**Seu objetivo:**
Por favor, apresente como uma lista JSON de strings as linhas das entradas que vão da linha com "Wildlife camera-trap request: tag the brown" até a linha com "point(806, 845)", ambas incluídas, com uma string para cada linha e sem as linhas em branco. Deixe as imagens fora da resposta.

**Linhas de entrada:**
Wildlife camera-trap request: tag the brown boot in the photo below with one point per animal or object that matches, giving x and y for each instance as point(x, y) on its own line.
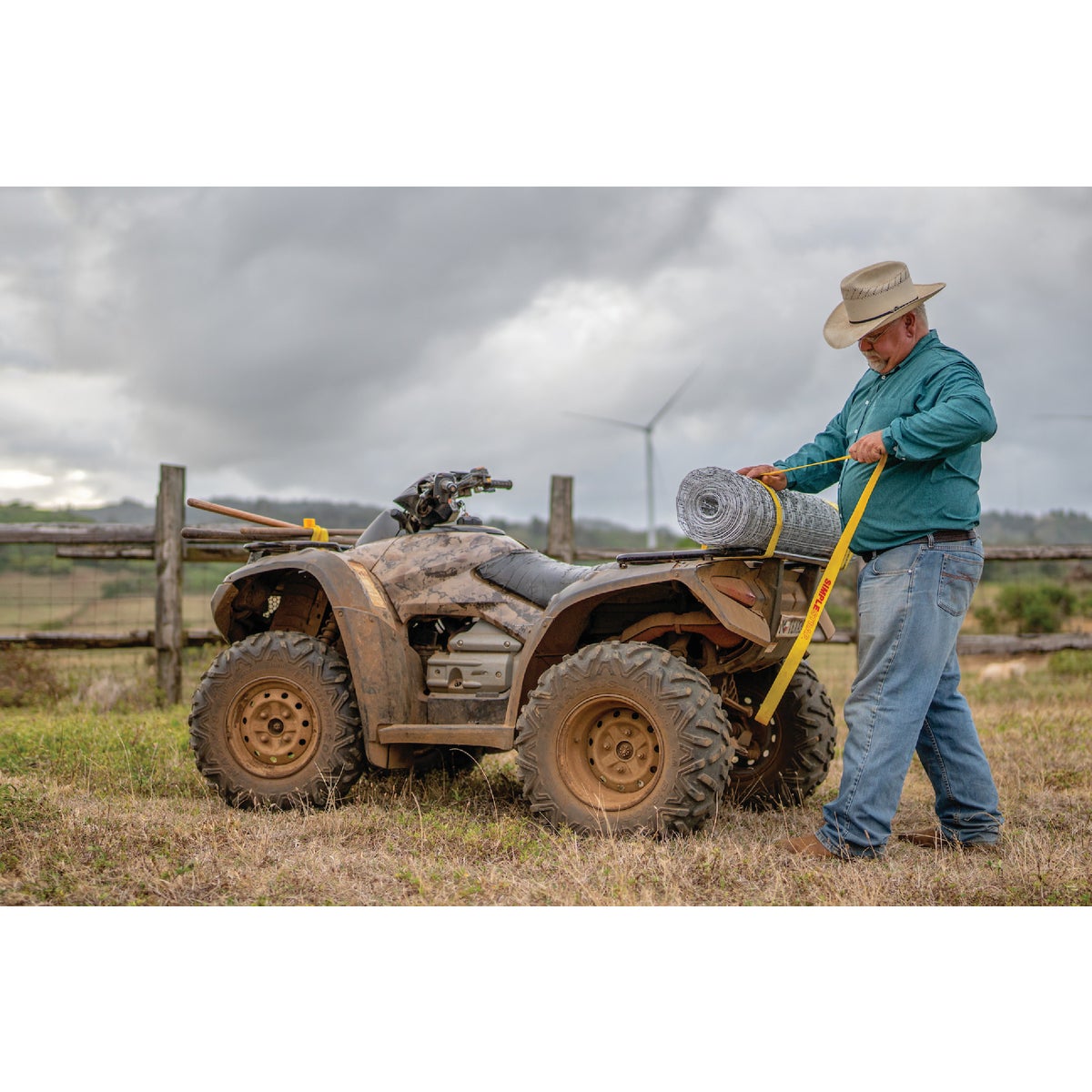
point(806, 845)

* * *

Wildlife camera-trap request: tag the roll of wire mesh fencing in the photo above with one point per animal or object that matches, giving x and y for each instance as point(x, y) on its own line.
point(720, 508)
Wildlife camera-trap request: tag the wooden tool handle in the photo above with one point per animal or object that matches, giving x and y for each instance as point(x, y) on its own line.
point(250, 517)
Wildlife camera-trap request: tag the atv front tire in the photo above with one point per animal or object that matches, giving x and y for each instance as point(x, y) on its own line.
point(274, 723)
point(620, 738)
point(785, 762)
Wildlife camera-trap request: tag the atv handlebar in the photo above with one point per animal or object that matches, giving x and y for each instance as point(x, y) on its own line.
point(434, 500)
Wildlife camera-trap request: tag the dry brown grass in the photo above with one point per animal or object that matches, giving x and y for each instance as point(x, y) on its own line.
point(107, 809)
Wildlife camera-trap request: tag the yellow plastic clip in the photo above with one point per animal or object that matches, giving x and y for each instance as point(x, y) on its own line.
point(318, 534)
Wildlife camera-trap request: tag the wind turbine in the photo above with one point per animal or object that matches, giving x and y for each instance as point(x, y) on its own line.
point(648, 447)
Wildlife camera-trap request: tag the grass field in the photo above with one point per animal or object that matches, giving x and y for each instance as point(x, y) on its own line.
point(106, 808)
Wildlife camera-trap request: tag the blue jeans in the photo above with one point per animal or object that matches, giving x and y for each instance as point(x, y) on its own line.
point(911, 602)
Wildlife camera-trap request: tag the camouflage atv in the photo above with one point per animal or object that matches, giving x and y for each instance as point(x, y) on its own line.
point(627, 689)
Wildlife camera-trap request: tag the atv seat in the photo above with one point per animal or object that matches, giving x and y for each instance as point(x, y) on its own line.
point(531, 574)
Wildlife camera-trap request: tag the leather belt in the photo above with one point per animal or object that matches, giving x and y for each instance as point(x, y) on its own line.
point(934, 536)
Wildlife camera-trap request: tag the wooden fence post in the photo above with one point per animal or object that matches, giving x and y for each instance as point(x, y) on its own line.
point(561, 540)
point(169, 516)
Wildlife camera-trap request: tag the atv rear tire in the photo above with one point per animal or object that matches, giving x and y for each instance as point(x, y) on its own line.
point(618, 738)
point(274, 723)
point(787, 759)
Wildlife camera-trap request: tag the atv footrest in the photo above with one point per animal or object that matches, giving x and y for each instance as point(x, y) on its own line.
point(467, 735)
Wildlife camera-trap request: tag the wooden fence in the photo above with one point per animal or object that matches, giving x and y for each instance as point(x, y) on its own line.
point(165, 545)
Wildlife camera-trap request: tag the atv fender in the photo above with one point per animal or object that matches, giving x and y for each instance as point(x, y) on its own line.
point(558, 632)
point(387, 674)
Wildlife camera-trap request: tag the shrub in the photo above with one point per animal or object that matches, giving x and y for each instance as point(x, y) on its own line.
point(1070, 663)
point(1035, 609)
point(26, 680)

**Resposta do exercício:**
[
  "Wildlife camera-trap request: tag the brown boot in the photo below with one point per animal or object that matches, giving x and y for each instance as point(x, y) on its own line.",
  "point(806, 845)"
]